§ What you need to do
Reproduce the data below, substituting "central point" for "innermost point" wherever it occurs and leaving everything else unchanged.
....................
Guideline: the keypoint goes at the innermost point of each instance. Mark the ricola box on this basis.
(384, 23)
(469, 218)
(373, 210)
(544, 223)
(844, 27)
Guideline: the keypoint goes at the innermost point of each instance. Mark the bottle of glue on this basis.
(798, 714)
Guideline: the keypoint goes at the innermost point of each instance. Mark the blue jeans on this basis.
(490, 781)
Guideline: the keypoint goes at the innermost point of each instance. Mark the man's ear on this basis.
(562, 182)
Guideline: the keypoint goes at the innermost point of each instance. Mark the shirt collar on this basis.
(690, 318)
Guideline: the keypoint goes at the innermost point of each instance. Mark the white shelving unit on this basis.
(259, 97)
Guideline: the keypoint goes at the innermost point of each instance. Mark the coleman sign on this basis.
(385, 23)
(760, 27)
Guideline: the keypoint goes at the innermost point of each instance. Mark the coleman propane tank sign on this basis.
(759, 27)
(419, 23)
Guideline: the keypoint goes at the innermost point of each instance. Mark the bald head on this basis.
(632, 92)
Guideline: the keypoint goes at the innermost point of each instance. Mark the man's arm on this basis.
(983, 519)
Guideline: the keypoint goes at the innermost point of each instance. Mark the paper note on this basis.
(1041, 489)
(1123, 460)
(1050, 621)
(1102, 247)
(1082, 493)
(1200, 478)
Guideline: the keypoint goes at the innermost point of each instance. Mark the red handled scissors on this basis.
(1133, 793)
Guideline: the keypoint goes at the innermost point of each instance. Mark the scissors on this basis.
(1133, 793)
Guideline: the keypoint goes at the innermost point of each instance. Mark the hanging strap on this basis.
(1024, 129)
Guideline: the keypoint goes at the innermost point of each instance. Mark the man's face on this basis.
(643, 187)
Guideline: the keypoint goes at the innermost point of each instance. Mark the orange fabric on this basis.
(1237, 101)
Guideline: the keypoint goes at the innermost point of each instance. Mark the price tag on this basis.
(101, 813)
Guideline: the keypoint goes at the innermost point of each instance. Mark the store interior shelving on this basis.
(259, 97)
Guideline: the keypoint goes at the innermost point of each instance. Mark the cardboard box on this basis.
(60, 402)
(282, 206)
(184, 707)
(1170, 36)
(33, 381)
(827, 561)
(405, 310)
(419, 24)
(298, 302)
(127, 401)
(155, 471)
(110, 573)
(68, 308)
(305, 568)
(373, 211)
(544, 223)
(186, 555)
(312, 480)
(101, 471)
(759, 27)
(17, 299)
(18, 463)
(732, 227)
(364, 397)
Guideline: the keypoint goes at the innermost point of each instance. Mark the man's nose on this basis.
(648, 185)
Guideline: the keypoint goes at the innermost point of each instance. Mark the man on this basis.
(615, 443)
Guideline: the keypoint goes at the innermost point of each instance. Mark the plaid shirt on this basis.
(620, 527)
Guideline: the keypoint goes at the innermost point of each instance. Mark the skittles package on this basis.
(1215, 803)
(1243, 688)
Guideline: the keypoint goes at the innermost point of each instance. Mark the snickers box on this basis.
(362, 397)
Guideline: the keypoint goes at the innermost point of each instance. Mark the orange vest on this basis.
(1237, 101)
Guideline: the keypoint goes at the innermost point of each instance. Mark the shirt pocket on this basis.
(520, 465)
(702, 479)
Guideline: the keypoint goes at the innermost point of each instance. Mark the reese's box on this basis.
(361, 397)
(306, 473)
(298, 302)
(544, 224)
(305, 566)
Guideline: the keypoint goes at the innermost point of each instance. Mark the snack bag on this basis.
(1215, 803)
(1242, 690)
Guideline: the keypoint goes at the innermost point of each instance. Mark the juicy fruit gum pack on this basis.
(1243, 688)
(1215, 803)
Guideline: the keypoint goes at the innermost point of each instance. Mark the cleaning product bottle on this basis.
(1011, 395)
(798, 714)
....................
§ Full solution
Guideline: the keypoint goes at the central point of each instance. Mark the ricola box on this basis.
(384, 23)
(469, 218)
(373, 210)
(544, 223)
(844, 27)
Guideline: the keypoint goes at the central point of each instance. Mark the bottle of glue on this basis.
(798, 714)
Guideline: the keypoint goes at the central point of each instance. Mark the blue jeans on this basis.
(490, 781)
Guideline: the keypoint goes at the central point of each instance. Mark the man's ear on this basis.
(562, 182)
Guideline: the keypoint goes at the central point of each instance. Mark the shirt collar on this basis.
(690, 318)
Guideline: the keypoint goes at the central point of each instance. Mark the white shelving unit on this basis.
(259, 97)
Guideline: the keypoint goes at the central point of each instance. Mark the coleman sign on this basis.
(385, 23)
(760, 27)
Guideline: the keypoint goes at the central point of each instance. Mark the coleman propane tank sign on this basis.
(759, 27)
(419, 23)
Guideline: the keypoint goes at the central point of each instance. Mark the bald head on this basis.
(632, 92)
Guideline: the keypoint goes at the central point of each instance. Mark the man's arm on this basis.
(983, 519)
Guideline: the keypoint goes at the central point of each instance. Mark the paper note on this basis.
(1041, 489)
(1123, 460)
(1050, 621)
(1102, 247)
(1082, 493)
(1200, 478)
Guideline: the keypoint goes at the central point of each instance. Mark the red handled scissors on this basis.
(1133, 793)
Guideline: the keypoint goes at the central point of each instance. Mark the scissors on this basis.
(1133, 793)
Guideline: the keypoint goes at the central point of each instance. Mark the hanging strap on this basis.
(1024, 129)
Guideline: the keypoint goes at the central point of each instance. Mark the man's face on this basis.
(643, 187)
Guideline: the keypoint goes at the central point of each instance. Mark the orange fabric on this basis.
(1237, 101)
Guideline: the keypoint goes at the central point of each instance. Mark the price tag on this basis.
(101, 813)
Guideline: the keypoint goes at the central point of each instance. Mark the store interior shelving on this basis.
(259, 97)
Guideline: the keypoint goes at the central point of each instance. Mark the cardboard box on this basis.
(60, 402)
(282, 206)
(184, 707)
(1170, 36)
(33, 381)
(827, 561)
(405, 310)
(419, 24)
(298, 302)
(127, 401)
(155, 471)
(110, 573)
(68, 308)
(305, 568)
(373, 211)
(544, 223)
(186, 555)
(312, 480)
(101, 471)
(759, 27)
(17, 299)
(18, 463)
(732, 227)
(364, 397)
Guideline: the keypoint goes at the central point of each instance. Mark the man's nose on this basis.
(648, 185)
Guideline: the keypoint goes at the central point of each instance. Mark the man on this basis.
(615, 443)
Guideline: the keypoint goes at the central point of each instance. Mark the plaid shirt on this basis.
(620, 527)
Guideline: the keypoint goes at the central point of each instance. Mark the skittles package on this basis.
(1215, 803)
(1243, 688)
Guideline: the keypoint goes at the central point of each instance. Mark the snickers box on this basis.
(362, 397)
Guideline: the keypoint goes at the central point of each instance. Mark the orange vest on this basis.
(1237, 101)
Guideline: the keypoint goes at the central point of each instance. Mark the shirt pocket on this basis.
(520, 465)
(702, 479)
Guideline: the keypoint goes at the central point of each instance. Mark the reese's box on this basis.
(361, 397)
(306, 473)
(298, 302)
(544, 224)
(305, 566)
Guideline: the keypoint goes at the central point of each instance. Mark the snack bag on this basis.
(1215, 803)
(1242, 690)
Guideline: the keypoint goes at the central point of each instance. Mark the juicy fruit gum pack on this basis.
(1243, 688)
(1215, 803)
Guideline: the keypoint goes at the central point of each instance. Mark the cleaning product bottle on this basis.
(1011, 395)
(798, 714)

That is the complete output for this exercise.